Dataset material:

★ ★ ★

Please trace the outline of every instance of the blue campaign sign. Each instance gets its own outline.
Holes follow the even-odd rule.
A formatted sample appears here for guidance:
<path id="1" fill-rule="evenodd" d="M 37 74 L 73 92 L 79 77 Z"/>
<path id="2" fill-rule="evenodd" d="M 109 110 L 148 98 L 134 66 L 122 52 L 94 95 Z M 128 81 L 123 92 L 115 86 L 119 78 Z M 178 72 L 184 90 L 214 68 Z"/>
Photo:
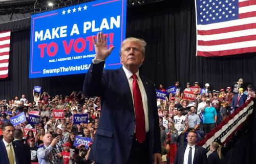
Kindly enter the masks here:
<path id="1" fill-rule="evenodd" d="M 166 89 L 168 93 L 176 93 L 176 86 L 175 85 L 171 86 Z"/>
<path id="2" fill-rule="evenodd" d="M 40 116 L 34 114 L 29 114 L 29 122 L 30 124 L 38 124 Z"/>
<path id="3" fill-rule="evenodd" d="M 99 0 L 32 15 L 29 78 L 87 73 L 100 31 L 108 48 L 115 46 L 105 68 L 120 67 L 126 6 L 126 0 Z"/>
<path id="4" fill-rule="evenodd" d="M 74 124 L 80 123 L 88 124 L 88 114 L 74 114 Z"/>
<path id="5" fill-rule="evenodd" d="M 25 114 L 24 114 L 24 112 L 22 112 L 18 115 L 11 118 L 10 121 L 13 126 L 21 124 L 26 121 Z"/>
<path id="6" fill-rule="evenodd" d="M 207 93 L 207 90 L 206 88 L 201 89 L 201 95 L 203 95 L 203 93 L 206 94 Z"/>
<path id="7" fill-rule="evenodd" d="M 167 92 L 165 91 L 162 91 L 159 90 L 156 90 L 157 98 L 163 100 L 165 100 L 165 97 L 166 96 Z"/>
<path id="8" fill-rule="evenodd" d="M 38 92 L 41 92 L 41 87 L 39 86 L 35 86 L 34 87 L 34 91 L 37 91 Z"/>
<path id="9" fill-rule="evenodd" d="M 92 141 L 91 138 L 85 138 L 80 136 L 76 135 L 75 141 L 74 142 L 74 146 L 77 146 L 80 144 L 84 144 L 86 148 L 88 148 L 89 143 Z"/>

★ ★ ★

WORK TO COMPLETE -
Copy all of the material above line for line, word for word, but leave out the pictures.

THE COMPLETED TASK -
Please trace the outline of every instance of the blue campaign sign. Each instance gets its own outline.
Holes follow the even-odd rule.
A formatted sample appears here for guidance:
<path id="1" fill-rule="evenodd" d="M 37 74 L 73 92 L 79 77 Z"/>
<path id="2" fill-rule="evenodd" d="M 109 110 L 148 98 L 134 66 L 122 52 L 94 95 Z M 128 81 L 123 92 L 115 86 L 119 78 Z M 178 72 L 184 90 L 214 68 Z"/>
Photo:
Kindly enter the masks here:
<path id="1" fill-rule="evenodd" d="M 166 89 L 168 93 L 176 93 L 176 86 L 175 85 L 171 86 Z"/>
<path id="2" fill-rule="evenodd" d="M 40 116 L 34 114 L 29 114 L 29 122 L 30 124 L 38 124 Z"/>
<path id="3" fill-rule="evenodd" d="M 99 0 L 32 15 L 29 78 L 87 73 L 100 31 L 108 48 L 115 46 L 105 68 L 120 67 L 126 6 L 126 0 Z"/>
<path id="4" fill-rule="evenodd" d="M 74 124 L 80 123 L 88 124 L 88 114 L 74 114 Z"/>
<path id="5" fill-rule="evenodd" d="M 25 114 L 24 114 L 24 112 L 22 112 L 18 115 L 11 118 L 10 121 L 13 126 L 21 124 L 26 121 Z"/>
<path id="6" fill-rule="evenodd" d="M 207 93 L 207 90 L 206 88 L 201 89 L 201 95 L 203 95 L 203 93 L 206 94 Z"/>
<path id="7" fill-rule="evenodd" d="M 167 92 L 165 91 L 162 91 L 159 90 L 156 90 L 157 98 L 163 100 L 165 100 L 165 97 L 166 96 Z"/>
<path id="8" fill-rule="evenodd" d="M 38 92 L 41 92 L 41 87 L 39 86 L 35 86 L 34 87 L 34 91 L 37 91 Z"/>
<path id="9" fill-rule="evenodd" d="M 92 141 L 91 138 L 85 138 L 80 136 L 76 135 L 75 141 L 74 142 L 74 146 L 77 146 L 80 144 L 84 144 L 86 148 L 88 148 L 89 143 Z"/>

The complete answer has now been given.